Exercise directions: From the entries below, output the line with "# return the position of each instance of the man's black" and each following line up to and including the line with "# return the position of each instance of the man's hand", exactly as written.

Provided material:
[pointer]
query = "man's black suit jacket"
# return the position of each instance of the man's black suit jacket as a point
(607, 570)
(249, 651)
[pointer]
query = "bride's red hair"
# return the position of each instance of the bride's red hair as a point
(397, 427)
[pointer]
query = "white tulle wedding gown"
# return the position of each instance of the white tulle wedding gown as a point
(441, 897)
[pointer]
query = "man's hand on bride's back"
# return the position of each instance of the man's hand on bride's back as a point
==
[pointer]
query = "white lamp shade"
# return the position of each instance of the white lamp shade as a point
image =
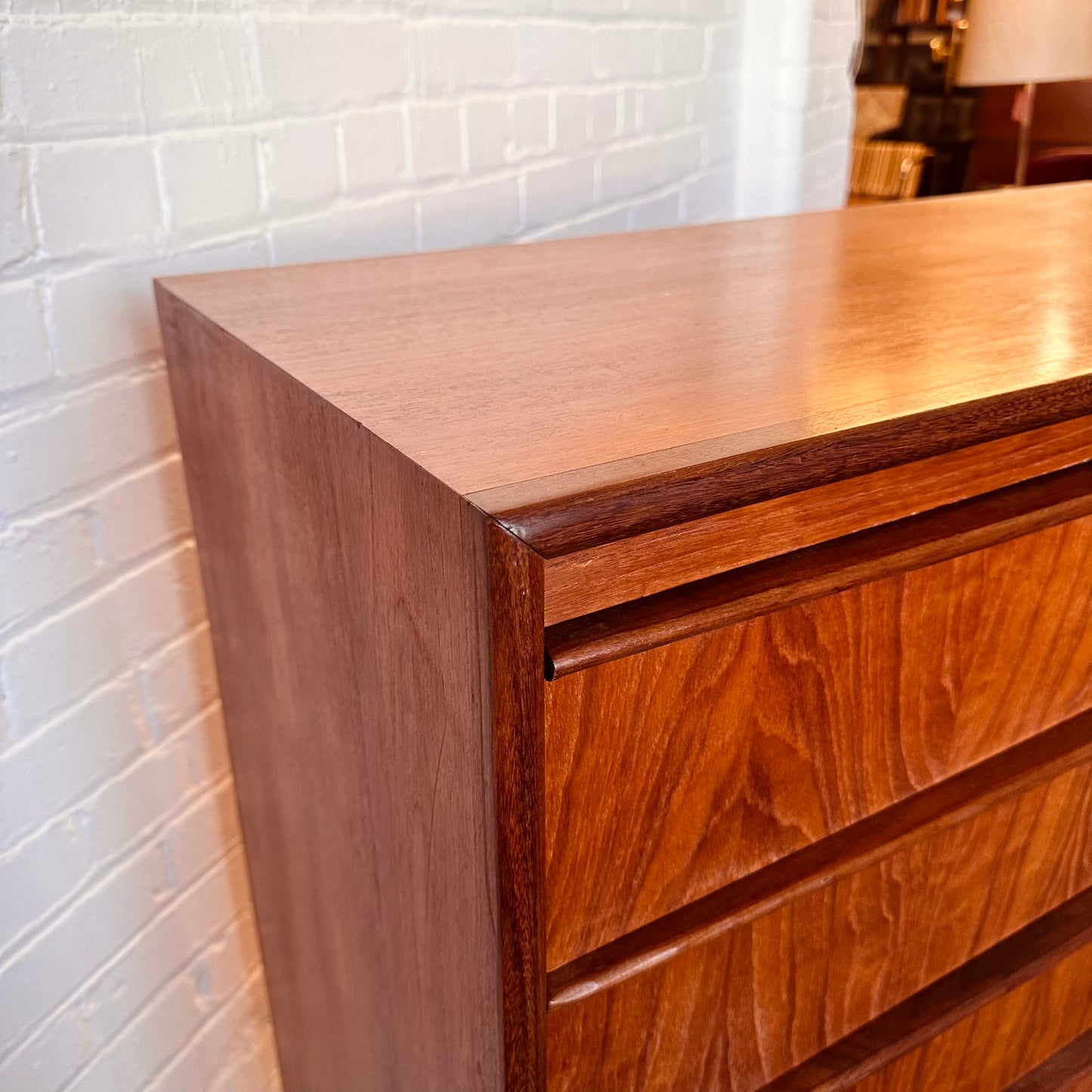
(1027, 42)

Solution to the exercise:
# return the position of each instance of the man's black suit jacket as a point
(607, 570)
(249, 651)
[pointer]
query = "bride's red hair"
# return the position of each instance of the bride's red hair as a point
(397, 427)
[pointer]
query = "white tulle wedding gown"
# return the position of each instance of the white tulle wedding gown as a point
(441, 897)
[pointer]
query = "man's hand on bride's back"
# return the position of each instance of the man's hand on bride's back as a point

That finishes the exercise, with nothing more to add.